### Problems and tasks:
**A)** In the Bailey introduction thread, what did the poster make for Bailey?
**B)** List every member in the Bailey introduction thread whose reply includes the word "welcome."
**C)** Write the next part of the Bailey introduction thread, picking up after its last line.
BEGIN Selected extract
# Introducing Bailey



## Rach <3's Bailey (Dec 30, 2009)

This is my darling Bailey in his little sock jumper i made! 




























Hes sooo cute!!

Rachel


----------



## bniles4 (Aug 4, 2008)

he's adorable!


----------



## Kay (Oct 14, 2009)

So cute! Welcome welcome!


----------



## jaromi (Sep 2, 2008)

He is a cutie. Welcome to the forum .


----------



## FBRaRrN (May 1, 2006)

He is very cute.Welcome


----------



## xxxxdeedde (Jul 3, 2008)

Welcome and AWWWW!


----------



## pam6400 (Oct 5, 2008)

What a sweetie! Welcome


----------



## *Princess* (Feb 7, 2009)

so cute! x


----------



## elaina (Jul 1, 2008)

omg, he is so precious


----------



## rubia (Jul 3, 2008)

I love the custom designed sweater/jumper. It is adorable, and what a cute puppy !! Well done in the puppy fashion design department for you !!


----------



## MndaNGmoe (Oct 20, 2009)

noo way!! that is sooo adorable! Bailey is a little cutie!!


----------



## OurCheekyChihuahuas (Nov 18, 2009)

adorable little man!


----------



## Terri (Aug 21, 2009)

Gorgeous!!
Welcome to both of you. x


----------



## rache (Nov 10, 2009)

AWWWWW how adorabl is he!


----------



## bkbunny (Aug 11, 2009)

OHHHH Don't you just want to kiss that little belly??? What a cute little snowball.


----------



## Kioana (Mar 1, 2005)

omg he's cute!


----------



## Ciarra (May 6, 2008)

Welcome! What cute lil white puff!


----------



## Jerry'sMom (May 5, 2009)

Rach <3's Bailey said:


> This is my darling Bailey in his little sock jumper i made!
END Selected extract
BEGIN Entries supplied
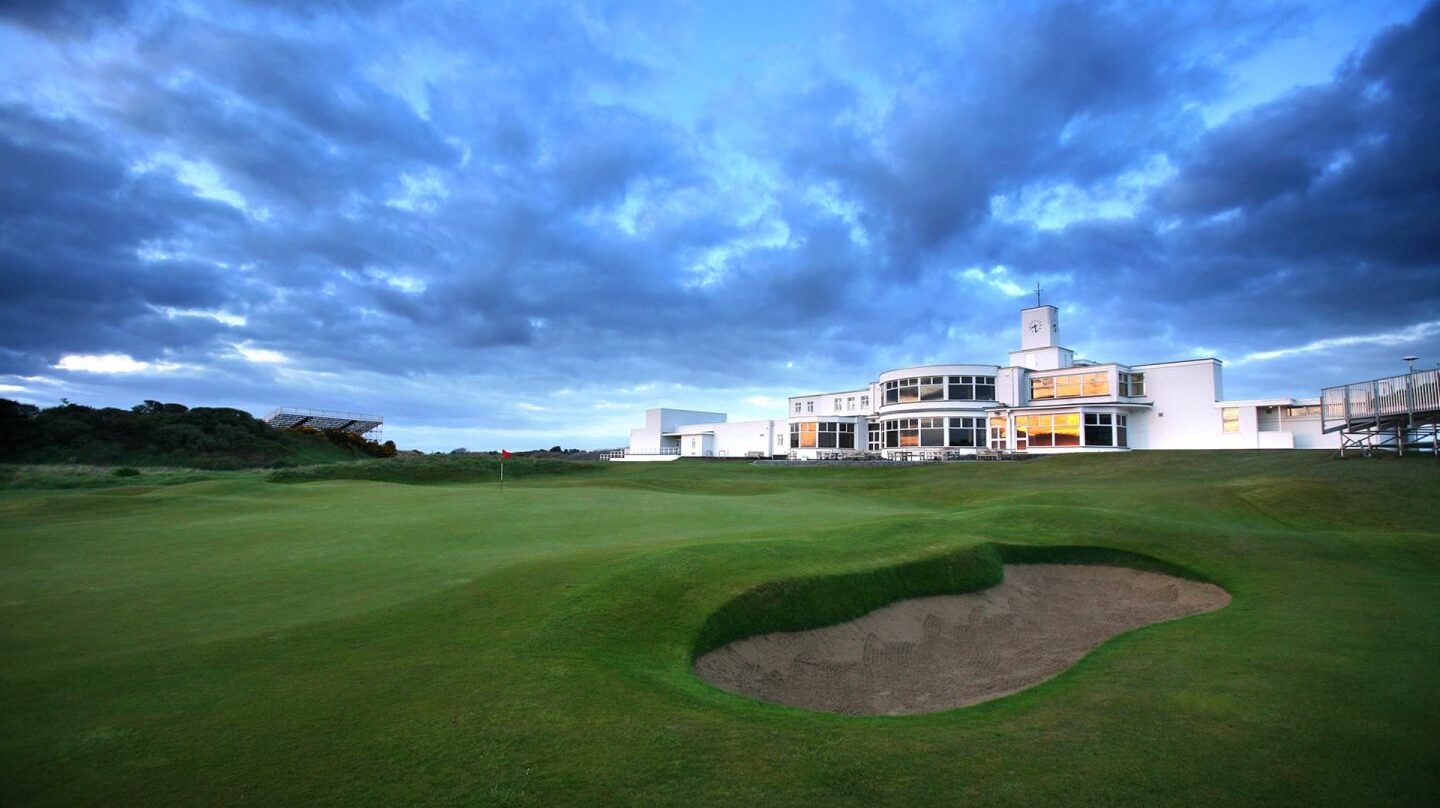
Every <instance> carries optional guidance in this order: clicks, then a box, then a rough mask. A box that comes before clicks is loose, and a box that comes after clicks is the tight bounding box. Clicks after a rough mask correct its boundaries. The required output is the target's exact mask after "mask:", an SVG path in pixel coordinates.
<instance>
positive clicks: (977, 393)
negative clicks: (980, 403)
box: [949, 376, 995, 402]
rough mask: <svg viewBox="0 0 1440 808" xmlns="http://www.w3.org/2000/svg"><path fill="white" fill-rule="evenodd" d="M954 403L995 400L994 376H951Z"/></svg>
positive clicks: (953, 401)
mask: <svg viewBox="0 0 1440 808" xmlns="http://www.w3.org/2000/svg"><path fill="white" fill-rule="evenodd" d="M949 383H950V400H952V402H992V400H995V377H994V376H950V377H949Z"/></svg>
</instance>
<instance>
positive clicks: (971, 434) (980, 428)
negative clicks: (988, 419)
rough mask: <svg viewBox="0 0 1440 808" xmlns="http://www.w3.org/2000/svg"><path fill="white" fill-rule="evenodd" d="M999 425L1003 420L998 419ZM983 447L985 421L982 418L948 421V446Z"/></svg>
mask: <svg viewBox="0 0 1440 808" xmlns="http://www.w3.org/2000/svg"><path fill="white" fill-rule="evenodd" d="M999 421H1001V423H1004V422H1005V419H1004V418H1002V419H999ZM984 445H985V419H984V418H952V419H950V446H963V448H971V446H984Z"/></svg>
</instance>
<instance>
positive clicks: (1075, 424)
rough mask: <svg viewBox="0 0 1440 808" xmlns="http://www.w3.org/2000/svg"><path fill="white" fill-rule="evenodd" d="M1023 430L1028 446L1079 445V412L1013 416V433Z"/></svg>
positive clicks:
END Entries supplied
### Your written answers:
**A)** A little sock jumper.

**B)** Kay, jaromi, FBRaRrN, xxxxdeedde, pam6400, Terri, Ciarra

**C)**
> 
> 
> 
> ...


I love the black 'n white stripes! 

Just like a little "prisoner of love" LOL


----------



## Jesslan (Jul 18, 2008)

He's beautiful!!


----------



## Chiboymom (Jul 8, 2009)

He is just to cute! love the little sock jumper, I did that for Draco when he was a new puppy... a sock wouldn't fit over his head now lol...


----------



## Joey's Dad (Jul 30, 2009)

very cute--how old is he?


----------



## Vixsyn (Jan 6, 2010)

He is so cute!


----------



## amyscrazy (Jun 9, 2009)

I love him!!!


----------



## pigeonsheep (Nov 8, 2008)

that sock outfit is too cute! wish dexter wasnt that big so i can save $$ on clothes...geez! LOL


----------



## WeLoveHiro (Apr 14, 2009)

oh my god i am in love. bailey is precious


----------



## Rach <3's Bailey (Dec 30, 2009)

*How old is he??*



Joey's Dad said:


> very cute--how old is he?



Hes 9 weeks!:hello1:


----------



## Krysto (Nov 5, 2009)

Oh my goodness...he is soooo cute.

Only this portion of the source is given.